Do this
Exactly reproduce the lines beginning with the line that includes "reply: (51, 317)." and ending with the last line of the data.

=== Exercise data ===

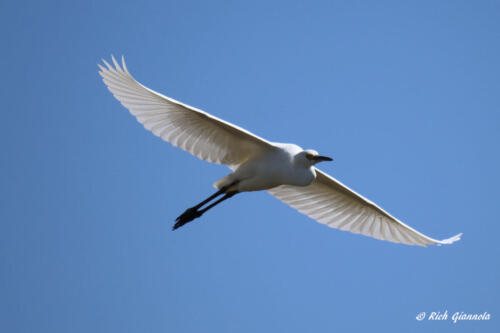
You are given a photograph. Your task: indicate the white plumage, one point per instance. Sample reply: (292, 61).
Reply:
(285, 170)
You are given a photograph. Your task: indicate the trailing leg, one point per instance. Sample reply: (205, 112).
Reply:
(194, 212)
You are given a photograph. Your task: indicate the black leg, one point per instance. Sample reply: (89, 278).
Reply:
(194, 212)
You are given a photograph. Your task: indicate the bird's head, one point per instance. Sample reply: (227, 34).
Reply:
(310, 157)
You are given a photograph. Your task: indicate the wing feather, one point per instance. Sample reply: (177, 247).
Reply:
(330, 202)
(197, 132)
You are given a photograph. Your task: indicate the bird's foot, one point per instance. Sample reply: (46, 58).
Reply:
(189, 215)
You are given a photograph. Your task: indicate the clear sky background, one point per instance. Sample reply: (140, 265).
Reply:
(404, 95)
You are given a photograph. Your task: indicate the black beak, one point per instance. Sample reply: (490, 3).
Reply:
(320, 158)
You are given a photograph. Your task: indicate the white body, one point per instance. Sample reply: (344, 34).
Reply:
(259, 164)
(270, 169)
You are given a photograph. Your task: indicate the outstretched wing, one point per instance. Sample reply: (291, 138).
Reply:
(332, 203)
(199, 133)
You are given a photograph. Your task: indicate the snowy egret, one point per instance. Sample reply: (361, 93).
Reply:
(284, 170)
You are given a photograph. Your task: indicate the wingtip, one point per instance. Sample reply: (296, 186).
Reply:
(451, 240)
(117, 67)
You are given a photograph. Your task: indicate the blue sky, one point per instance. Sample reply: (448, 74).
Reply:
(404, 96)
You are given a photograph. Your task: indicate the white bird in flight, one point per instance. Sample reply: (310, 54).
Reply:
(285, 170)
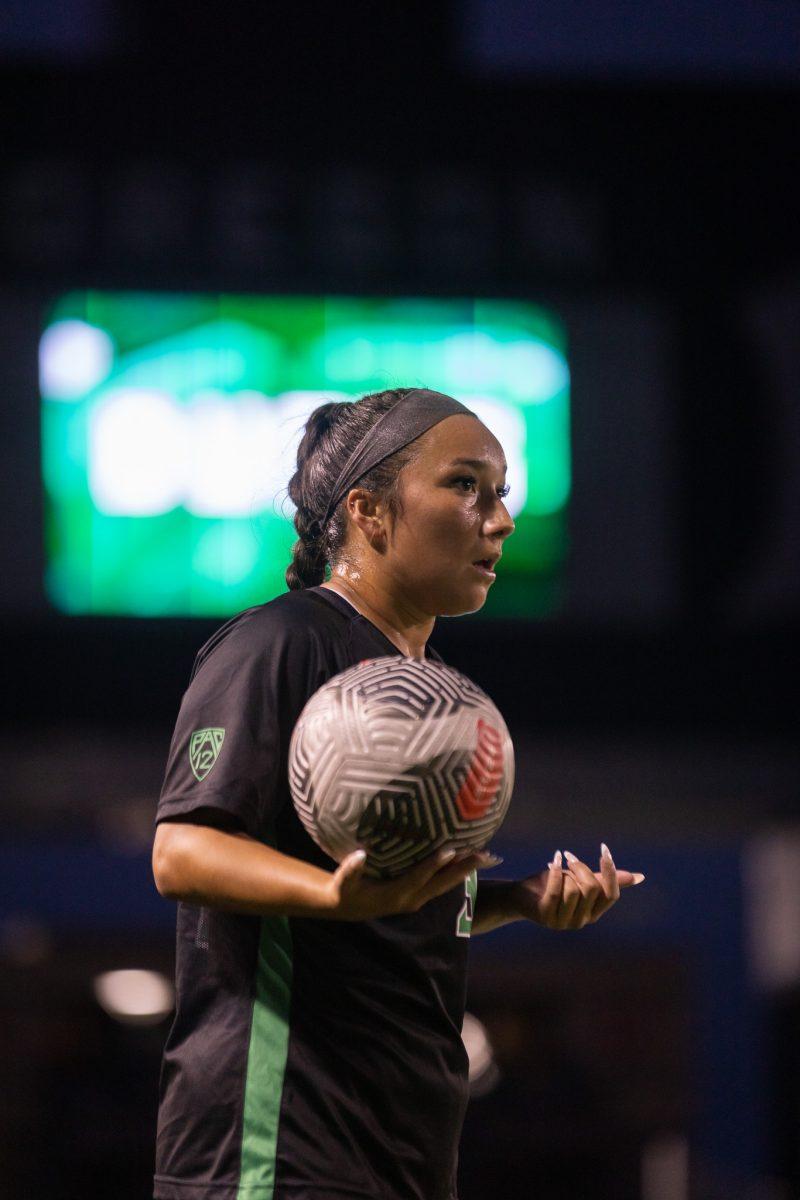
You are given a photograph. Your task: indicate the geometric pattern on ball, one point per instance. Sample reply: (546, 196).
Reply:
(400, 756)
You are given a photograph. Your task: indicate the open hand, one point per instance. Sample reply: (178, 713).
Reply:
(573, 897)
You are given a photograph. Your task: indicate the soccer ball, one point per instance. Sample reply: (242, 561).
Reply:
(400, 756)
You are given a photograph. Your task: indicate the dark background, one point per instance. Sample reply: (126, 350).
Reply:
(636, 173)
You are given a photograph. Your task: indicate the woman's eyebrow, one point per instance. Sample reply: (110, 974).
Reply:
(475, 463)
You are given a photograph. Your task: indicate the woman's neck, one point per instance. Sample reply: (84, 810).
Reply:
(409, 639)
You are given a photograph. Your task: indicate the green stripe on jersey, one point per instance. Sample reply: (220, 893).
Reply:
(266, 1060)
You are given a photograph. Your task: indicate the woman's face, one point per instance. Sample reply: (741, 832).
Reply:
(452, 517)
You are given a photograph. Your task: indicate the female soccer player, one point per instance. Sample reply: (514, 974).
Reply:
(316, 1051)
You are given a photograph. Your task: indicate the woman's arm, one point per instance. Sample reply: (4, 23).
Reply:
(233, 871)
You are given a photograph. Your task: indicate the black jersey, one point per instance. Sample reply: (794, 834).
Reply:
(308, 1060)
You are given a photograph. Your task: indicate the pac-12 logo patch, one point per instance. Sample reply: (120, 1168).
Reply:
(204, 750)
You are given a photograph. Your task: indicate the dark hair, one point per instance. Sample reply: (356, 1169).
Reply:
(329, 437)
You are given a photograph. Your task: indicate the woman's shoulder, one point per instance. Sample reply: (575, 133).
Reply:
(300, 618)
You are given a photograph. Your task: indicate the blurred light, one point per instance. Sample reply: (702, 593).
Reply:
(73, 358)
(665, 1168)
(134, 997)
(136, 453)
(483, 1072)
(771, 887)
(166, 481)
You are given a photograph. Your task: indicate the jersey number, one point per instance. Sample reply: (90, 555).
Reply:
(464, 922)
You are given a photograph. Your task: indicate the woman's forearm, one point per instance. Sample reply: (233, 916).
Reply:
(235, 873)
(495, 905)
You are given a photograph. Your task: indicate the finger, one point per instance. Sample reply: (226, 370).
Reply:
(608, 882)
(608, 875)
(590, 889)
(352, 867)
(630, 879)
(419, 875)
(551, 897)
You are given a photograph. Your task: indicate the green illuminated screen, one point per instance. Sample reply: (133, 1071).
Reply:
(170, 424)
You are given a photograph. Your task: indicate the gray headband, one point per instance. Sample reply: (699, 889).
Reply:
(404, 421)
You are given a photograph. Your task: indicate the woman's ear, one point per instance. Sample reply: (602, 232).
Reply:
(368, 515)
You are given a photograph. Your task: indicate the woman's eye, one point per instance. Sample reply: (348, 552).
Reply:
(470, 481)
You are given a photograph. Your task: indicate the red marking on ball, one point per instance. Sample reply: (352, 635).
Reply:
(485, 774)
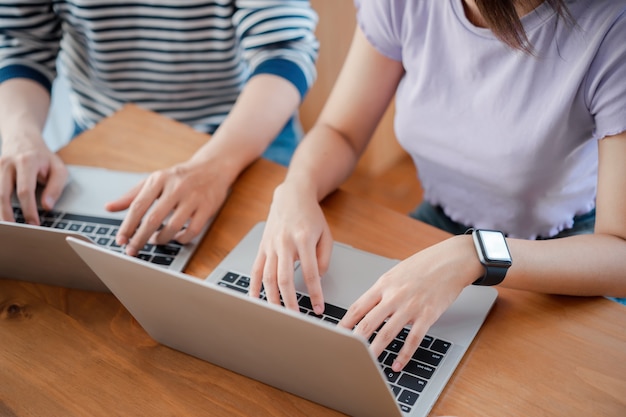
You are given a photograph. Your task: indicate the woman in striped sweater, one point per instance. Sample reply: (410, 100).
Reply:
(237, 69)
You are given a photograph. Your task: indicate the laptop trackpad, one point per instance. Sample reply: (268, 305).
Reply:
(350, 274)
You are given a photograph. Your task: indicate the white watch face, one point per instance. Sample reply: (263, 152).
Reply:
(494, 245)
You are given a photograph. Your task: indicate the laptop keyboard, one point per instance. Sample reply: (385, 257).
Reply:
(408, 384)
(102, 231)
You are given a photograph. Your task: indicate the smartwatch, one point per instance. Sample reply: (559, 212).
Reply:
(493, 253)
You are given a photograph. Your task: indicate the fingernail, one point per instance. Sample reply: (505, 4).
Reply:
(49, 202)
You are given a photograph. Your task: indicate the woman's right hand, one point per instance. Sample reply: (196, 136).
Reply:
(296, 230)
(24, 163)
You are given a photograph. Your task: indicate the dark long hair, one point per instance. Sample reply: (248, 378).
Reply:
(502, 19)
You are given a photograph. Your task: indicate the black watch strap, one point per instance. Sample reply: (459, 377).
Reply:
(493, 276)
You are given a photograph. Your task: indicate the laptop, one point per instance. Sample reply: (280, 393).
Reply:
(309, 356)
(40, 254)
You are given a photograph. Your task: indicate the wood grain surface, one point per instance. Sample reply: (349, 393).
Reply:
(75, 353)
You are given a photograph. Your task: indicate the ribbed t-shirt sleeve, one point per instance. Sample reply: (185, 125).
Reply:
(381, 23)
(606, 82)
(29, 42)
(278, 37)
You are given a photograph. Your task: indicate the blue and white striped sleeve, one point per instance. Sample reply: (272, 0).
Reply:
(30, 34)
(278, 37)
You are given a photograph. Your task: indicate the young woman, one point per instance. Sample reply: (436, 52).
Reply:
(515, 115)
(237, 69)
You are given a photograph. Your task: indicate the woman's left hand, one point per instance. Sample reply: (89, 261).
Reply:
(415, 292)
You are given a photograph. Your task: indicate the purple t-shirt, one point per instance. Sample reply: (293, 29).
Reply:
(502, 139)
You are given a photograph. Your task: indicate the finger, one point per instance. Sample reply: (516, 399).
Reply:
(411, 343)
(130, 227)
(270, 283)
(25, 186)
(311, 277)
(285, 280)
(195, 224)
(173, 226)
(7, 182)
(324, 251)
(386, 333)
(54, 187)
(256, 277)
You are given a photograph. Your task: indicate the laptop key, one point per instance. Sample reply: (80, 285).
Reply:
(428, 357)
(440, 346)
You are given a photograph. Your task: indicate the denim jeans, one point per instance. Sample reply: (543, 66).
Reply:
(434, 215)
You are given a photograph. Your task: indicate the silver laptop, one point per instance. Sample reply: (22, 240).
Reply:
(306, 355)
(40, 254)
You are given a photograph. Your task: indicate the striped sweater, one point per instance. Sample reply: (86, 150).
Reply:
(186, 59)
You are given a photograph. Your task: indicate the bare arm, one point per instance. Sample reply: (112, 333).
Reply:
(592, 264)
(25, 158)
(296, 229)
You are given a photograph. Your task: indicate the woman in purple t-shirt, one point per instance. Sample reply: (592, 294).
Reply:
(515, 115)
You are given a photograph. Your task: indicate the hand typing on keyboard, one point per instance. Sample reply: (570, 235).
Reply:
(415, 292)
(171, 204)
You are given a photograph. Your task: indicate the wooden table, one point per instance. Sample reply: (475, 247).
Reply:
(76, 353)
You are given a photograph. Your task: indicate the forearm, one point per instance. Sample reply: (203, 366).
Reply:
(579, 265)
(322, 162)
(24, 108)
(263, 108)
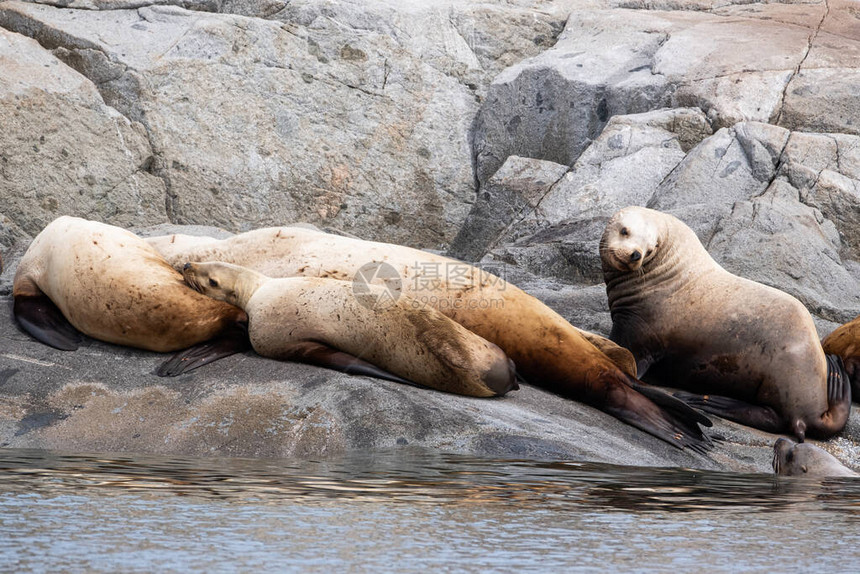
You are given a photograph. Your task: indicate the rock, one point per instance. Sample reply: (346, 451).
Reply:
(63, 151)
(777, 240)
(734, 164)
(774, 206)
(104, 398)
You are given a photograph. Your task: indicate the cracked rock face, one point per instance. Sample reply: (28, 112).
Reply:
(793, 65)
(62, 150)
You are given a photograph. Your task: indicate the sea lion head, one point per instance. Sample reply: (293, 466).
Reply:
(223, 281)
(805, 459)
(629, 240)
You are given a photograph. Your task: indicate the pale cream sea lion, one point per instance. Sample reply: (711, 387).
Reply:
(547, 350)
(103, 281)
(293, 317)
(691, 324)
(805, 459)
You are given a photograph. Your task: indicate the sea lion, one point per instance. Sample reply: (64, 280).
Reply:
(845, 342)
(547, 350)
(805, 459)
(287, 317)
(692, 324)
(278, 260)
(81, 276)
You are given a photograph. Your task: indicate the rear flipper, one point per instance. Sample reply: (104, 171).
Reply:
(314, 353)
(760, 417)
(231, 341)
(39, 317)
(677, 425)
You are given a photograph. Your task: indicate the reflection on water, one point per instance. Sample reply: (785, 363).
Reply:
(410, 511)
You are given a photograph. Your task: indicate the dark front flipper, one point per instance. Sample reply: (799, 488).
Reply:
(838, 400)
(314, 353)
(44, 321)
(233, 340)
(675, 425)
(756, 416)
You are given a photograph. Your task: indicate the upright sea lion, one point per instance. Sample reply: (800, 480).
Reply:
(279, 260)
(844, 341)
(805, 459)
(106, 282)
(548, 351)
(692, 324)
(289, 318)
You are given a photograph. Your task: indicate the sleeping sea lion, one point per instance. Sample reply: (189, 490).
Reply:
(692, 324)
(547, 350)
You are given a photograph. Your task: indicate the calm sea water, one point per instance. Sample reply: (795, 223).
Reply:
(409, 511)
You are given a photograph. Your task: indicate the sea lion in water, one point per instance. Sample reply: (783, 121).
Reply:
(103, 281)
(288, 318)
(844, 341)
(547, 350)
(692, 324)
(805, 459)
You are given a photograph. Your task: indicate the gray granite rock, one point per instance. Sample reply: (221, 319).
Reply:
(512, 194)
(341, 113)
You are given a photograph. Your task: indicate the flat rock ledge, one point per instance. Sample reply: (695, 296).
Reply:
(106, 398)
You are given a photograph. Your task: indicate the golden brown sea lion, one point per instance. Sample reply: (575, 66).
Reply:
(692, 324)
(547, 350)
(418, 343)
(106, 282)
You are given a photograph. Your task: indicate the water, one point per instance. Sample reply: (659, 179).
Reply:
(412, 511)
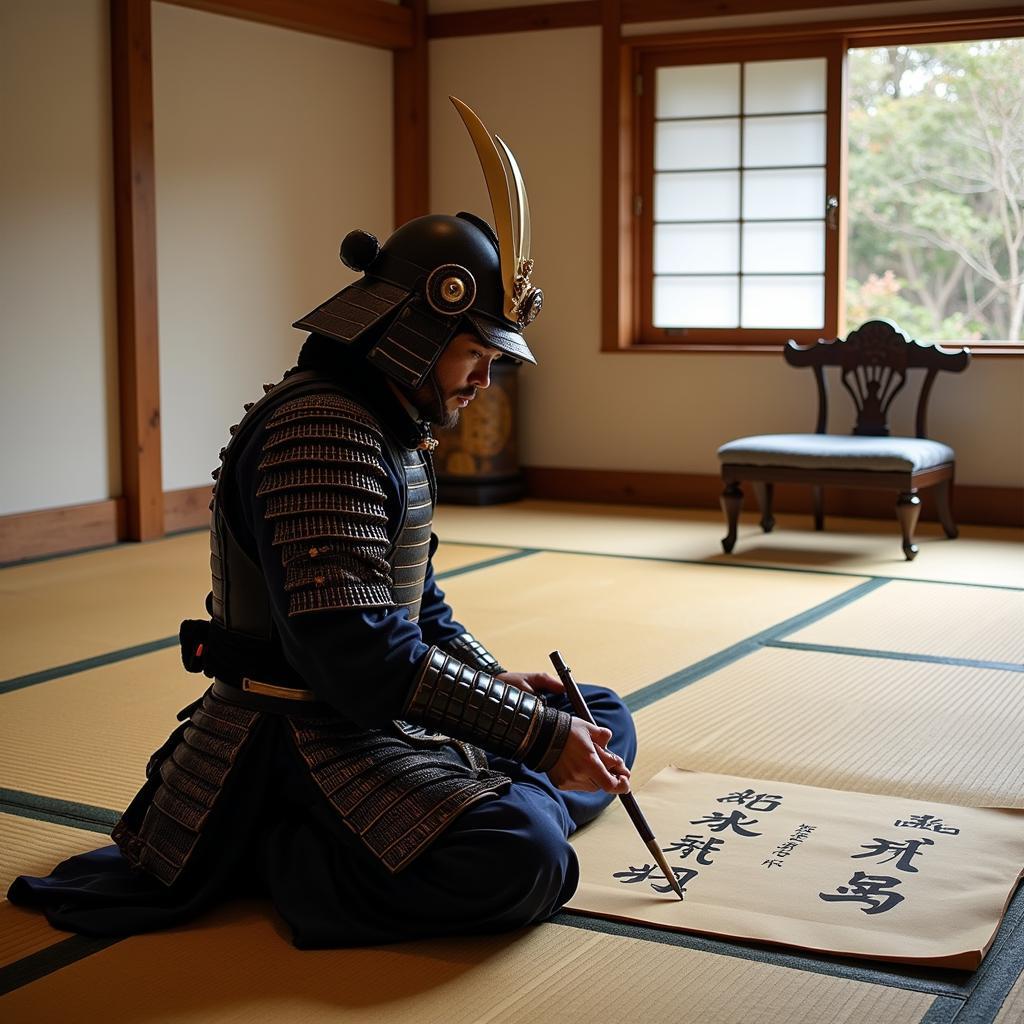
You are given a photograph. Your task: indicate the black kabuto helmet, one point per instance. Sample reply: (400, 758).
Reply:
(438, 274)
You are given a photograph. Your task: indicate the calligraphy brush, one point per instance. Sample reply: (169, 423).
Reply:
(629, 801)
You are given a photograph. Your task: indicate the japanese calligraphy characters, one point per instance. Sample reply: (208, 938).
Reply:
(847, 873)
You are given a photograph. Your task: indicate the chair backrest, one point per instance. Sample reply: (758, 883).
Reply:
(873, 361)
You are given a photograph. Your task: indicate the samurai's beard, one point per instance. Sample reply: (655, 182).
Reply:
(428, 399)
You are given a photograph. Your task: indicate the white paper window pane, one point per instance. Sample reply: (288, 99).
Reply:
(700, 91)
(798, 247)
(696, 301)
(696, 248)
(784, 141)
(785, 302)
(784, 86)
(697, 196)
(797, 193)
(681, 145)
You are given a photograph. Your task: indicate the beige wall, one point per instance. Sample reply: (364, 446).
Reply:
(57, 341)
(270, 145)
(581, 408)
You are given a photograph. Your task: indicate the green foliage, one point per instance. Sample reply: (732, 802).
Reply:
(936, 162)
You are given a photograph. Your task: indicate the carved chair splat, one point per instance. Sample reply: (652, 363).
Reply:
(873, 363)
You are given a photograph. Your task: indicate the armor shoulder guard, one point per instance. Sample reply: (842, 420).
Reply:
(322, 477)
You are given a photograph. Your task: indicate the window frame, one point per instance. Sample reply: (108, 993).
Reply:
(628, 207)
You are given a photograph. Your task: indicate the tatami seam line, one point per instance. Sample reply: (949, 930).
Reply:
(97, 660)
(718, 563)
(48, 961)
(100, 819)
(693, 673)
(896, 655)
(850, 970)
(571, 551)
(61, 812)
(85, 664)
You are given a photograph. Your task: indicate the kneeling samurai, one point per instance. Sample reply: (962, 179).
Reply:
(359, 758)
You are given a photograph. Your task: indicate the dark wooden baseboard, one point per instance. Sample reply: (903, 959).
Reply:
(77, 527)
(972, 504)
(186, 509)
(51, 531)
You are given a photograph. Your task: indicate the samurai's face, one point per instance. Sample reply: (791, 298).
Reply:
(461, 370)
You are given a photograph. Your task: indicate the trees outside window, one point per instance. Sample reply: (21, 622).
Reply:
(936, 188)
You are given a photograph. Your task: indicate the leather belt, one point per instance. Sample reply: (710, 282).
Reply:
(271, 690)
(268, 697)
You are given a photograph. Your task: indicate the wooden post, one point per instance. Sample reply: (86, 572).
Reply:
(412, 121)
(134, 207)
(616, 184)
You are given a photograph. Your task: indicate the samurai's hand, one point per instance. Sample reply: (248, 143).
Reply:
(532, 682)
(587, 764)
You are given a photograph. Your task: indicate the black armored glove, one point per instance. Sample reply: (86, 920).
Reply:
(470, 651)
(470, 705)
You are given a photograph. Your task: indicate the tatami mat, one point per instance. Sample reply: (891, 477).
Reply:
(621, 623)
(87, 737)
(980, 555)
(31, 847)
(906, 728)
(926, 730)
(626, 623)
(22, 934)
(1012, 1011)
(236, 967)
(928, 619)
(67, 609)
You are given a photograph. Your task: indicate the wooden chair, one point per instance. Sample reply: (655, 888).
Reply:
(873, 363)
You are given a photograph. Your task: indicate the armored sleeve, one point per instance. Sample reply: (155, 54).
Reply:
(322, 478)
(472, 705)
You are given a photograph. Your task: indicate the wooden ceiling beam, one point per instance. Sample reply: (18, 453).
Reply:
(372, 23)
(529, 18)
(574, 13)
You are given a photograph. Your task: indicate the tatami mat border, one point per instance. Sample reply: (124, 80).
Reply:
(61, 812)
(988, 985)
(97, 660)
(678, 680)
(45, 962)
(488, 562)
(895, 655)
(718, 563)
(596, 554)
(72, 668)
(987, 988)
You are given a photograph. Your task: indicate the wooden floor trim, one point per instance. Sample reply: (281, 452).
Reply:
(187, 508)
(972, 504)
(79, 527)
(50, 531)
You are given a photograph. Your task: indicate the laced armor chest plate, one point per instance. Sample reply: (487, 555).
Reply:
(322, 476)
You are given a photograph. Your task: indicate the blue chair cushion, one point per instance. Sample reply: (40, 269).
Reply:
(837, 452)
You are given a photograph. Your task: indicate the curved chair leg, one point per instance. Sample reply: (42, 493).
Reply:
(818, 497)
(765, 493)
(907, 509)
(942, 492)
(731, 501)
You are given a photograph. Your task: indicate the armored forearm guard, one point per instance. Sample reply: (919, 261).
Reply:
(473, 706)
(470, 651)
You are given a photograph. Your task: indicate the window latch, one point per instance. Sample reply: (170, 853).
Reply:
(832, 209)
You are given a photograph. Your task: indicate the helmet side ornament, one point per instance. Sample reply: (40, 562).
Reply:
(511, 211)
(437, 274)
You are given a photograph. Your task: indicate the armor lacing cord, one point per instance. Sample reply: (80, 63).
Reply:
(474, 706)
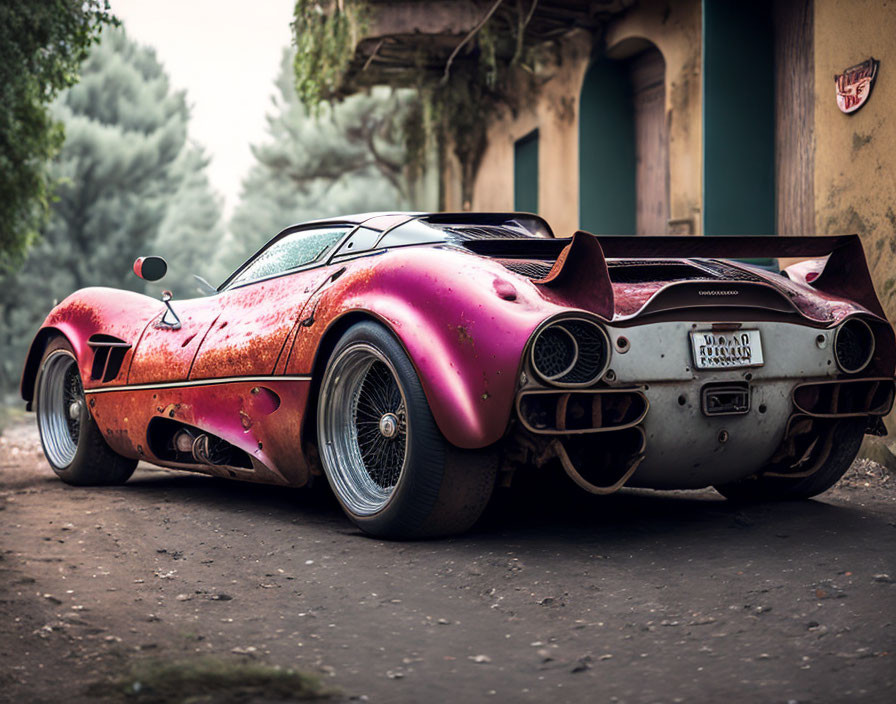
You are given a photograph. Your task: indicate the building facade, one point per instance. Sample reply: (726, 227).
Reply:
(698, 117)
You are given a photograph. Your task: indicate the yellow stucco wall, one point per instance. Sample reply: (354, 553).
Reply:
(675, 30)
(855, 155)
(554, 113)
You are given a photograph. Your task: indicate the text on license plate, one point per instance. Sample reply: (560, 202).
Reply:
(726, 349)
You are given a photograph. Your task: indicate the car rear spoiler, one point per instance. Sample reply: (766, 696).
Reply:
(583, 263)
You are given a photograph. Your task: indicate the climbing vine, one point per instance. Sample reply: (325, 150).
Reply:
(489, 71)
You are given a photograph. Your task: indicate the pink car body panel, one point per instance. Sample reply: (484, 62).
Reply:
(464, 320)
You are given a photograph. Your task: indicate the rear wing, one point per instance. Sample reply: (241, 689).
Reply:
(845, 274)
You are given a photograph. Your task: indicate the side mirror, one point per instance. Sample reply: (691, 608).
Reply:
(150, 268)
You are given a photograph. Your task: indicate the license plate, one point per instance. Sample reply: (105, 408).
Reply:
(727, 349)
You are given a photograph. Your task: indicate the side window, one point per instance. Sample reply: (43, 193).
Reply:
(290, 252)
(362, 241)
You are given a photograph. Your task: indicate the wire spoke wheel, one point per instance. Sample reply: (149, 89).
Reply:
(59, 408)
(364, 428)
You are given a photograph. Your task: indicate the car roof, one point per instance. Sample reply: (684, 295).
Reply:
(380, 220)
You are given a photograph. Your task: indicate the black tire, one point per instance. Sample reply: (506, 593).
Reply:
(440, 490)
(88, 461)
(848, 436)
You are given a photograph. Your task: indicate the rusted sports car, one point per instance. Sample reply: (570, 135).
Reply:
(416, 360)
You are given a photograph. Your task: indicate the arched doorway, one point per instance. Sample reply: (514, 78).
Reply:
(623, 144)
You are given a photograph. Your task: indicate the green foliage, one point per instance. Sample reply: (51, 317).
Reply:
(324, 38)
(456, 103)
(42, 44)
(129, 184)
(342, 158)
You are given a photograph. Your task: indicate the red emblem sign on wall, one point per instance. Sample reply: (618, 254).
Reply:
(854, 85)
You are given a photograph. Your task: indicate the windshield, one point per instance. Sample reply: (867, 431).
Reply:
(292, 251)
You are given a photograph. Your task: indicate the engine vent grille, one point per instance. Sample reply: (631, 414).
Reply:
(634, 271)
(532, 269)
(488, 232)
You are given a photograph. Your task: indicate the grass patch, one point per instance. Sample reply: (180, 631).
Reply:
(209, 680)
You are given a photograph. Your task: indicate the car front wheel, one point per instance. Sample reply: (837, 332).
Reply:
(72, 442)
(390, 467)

===

Solution to the exercise
You are given a photograph. Your task: indicate the green foliage, one point per instance. Sample reply: (51, 317).
Reply:
(324, 38)
(456, 103)
(42, 44)
(129, 184)
(342, 158)
You are given a photograph. Your task: indicate the red emblem sign on wall, one point per instance. Sample reply: (618, 254).
Reply:
(854, 85)
You are given a photograph. Your task: indicate the windshield, one point per instance. Sample reply: (867, 431).
Reply:
(292, 251)
You are given a photograph. Your task: indicate the engine vent grille, one point per instance. Sample reply: (631, 414).
Reply:
(634, 271)
(532, 269)
(488, 232)
You are given a photograph. Your task: indicate the grass patch, one point per instance. Sample reply: (180, 631).
Reply:
(209, 680)
You are given a photograph. Your task: indicate the car front wheel, one point per instance. Sample reply: (837, 332).
Reply:
(72, 442)
(390, 467)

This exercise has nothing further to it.